— What the task asks —
Transcribe the lines below exactly, starting with the first line and going on through the line that contains "<point>174,152</point>".

┌──

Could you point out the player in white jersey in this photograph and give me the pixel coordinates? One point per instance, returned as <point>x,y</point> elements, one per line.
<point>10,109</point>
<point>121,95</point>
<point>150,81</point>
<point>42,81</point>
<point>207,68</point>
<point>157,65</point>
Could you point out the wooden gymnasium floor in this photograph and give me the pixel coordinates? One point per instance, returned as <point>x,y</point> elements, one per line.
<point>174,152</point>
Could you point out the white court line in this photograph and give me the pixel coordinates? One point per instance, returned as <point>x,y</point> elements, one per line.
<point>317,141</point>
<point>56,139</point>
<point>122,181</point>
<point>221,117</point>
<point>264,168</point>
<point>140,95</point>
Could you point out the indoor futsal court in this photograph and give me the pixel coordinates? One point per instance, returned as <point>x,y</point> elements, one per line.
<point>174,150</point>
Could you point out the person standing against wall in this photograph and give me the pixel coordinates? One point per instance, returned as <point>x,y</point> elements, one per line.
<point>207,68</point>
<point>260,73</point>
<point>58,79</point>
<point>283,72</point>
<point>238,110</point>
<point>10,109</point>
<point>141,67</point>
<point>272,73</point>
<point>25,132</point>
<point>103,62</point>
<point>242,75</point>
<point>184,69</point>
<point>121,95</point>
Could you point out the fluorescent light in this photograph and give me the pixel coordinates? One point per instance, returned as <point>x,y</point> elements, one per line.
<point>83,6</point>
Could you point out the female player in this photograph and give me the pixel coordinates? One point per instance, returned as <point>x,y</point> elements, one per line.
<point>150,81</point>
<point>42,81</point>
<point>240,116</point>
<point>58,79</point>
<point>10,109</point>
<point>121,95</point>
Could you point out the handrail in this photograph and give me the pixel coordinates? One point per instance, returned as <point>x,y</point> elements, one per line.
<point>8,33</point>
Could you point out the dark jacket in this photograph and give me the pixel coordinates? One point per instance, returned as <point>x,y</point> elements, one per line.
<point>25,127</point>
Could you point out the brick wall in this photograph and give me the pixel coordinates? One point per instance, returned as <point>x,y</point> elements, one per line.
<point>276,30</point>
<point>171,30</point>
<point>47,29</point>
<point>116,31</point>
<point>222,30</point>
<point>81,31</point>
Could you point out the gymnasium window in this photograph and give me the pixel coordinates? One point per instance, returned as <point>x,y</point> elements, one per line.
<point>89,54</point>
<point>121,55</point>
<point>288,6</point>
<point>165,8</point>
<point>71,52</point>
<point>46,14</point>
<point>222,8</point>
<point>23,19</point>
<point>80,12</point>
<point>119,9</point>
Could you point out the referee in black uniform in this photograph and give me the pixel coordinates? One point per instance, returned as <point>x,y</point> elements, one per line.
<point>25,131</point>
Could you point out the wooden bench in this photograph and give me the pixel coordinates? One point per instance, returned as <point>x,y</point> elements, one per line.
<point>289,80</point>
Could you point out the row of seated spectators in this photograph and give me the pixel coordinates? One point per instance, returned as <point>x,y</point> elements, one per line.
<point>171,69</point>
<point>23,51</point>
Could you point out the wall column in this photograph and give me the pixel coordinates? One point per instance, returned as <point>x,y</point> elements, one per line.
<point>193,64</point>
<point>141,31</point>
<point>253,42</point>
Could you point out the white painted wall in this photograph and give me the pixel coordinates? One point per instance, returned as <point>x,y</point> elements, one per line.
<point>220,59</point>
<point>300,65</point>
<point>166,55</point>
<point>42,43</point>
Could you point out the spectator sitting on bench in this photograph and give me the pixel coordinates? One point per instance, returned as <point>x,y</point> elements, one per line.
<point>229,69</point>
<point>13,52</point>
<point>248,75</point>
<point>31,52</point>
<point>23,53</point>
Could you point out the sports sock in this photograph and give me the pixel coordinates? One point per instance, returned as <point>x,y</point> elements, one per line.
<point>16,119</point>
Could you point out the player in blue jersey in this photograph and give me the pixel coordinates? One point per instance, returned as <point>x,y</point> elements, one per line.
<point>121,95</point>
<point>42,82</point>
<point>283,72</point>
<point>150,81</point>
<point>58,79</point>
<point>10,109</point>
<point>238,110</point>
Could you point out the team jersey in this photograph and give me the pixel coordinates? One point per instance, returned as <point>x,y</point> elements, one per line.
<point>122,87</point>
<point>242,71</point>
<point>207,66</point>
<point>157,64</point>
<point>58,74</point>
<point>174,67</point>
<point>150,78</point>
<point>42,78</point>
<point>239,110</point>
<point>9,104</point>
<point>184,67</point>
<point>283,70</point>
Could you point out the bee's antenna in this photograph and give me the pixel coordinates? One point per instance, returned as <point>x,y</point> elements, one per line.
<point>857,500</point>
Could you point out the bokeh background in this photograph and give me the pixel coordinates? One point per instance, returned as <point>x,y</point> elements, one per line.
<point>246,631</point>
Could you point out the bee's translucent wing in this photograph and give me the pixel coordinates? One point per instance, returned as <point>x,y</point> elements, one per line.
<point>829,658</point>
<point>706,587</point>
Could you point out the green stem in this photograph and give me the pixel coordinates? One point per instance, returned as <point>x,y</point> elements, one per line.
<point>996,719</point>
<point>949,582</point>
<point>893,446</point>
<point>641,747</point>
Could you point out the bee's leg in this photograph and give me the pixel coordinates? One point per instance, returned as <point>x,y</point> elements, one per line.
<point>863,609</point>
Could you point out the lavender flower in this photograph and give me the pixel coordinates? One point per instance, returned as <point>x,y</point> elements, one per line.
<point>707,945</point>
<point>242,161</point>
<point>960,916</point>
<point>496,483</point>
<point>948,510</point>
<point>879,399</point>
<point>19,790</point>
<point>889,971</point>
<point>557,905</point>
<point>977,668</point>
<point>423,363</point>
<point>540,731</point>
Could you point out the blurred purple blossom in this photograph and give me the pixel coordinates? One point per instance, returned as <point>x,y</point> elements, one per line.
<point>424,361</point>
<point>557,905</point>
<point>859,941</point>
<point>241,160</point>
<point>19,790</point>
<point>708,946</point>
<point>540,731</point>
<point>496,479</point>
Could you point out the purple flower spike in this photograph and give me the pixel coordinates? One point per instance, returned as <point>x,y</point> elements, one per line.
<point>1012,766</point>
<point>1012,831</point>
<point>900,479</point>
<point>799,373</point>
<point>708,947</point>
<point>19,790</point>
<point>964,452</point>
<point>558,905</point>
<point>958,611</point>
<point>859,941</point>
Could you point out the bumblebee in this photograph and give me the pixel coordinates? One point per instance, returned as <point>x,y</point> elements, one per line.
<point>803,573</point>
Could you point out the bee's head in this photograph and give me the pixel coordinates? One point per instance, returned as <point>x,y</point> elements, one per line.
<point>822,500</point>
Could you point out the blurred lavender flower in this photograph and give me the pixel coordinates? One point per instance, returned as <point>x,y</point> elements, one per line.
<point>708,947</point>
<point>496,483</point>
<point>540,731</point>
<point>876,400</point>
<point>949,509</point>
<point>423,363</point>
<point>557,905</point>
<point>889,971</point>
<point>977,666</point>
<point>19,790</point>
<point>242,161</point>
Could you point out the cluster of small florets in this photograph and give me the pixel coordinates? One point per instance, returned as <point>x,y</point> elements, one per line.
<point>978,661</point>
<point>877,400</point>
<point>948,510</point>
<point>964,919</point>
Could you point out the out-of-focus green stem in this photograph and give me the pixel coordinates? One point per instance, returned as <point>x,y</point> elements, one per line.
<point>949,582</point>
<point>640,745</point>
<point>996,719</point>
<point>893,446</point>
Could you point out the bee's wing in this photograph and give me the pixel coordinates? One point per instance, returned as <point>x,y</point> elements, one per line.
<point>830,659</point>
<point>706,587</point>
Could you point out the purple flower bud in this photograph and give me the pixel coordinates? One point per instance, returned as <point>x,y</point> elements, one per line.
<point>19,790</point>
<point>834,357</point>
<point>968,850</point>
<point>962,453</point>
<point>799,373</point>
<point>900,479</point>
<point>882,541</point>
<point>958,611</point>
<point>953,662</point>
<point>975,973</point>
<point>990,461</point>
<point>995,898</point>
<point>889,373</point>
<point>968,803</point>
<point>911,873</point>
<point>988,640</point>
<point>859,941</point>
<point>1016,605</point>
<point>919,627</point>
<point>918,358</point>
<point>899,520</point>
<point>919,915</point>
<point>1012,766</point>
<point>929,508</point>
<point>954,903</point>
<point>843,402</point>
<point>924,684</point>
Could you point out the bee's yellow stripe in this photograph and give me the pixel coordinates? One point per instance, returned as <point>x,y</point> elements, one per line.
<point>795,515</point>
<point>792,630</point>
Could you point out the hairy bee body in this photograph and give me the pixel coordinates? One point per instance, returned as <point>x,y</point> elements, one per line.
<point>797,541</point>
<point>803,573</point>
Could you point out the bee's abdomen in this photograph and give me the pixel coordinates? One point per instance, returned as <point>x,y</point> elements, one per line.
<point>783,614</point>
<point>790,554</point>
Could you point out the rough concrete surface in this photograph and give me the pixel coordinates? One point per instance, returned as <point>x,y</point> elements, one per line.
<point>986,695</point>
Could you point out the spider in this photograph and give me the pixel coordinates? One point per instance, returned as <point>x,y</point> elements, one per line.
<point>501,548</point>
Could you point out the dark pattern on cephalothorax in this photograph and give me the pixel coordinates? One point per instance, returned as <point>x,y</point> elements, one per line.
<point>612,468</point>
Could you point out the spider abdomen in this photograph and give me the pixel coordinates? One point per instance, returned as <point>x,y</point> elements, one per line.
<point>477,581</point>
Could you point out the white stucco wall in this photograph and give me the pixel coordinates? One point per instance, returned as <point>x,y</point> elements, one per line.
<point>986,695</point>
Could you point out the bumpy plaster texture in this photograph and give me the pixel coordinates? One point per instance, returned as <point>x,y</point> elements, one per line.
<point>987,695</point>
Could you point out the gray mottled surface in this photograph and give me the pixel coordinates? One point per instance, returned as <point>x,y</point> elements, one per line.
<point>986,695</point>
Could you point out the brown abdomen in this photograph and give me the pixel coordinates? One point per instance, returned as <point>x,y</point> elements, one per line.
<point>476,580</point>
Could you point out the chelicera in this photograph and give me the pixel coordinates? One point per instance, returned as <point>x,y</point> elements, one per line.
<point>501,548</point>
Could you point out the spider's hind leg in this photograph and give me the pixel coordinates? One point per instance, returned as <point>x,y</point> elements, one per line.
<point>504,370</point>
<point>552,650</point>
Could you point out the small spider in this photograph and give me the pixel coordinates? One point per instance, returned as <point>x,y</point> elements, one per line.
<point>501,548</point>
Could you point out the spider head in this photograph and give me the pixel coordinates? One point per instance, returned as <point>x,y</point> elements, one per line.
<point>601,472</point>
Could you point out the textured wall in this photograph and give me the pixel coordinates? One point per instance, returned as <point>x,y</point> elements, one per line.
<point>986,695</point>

└──

— Answer to this problem —
Could you point out the player in white jersey in this photograph and give me the pixel coordinates? One point per instance, returned as <point>x,y</point> elements, one per line.
<point>10,109</point>
<point>121,95</point>
<point>150,81</point>
<point>42,81</point>
<point>207,68</point>
<point>157,65</point>
Could you point out the wooden gymnasium floor in this photograph and give me the pixel coordinates? One point per instance, returned as <point>x,y</point> elements, one per line.
<point>174,152</point>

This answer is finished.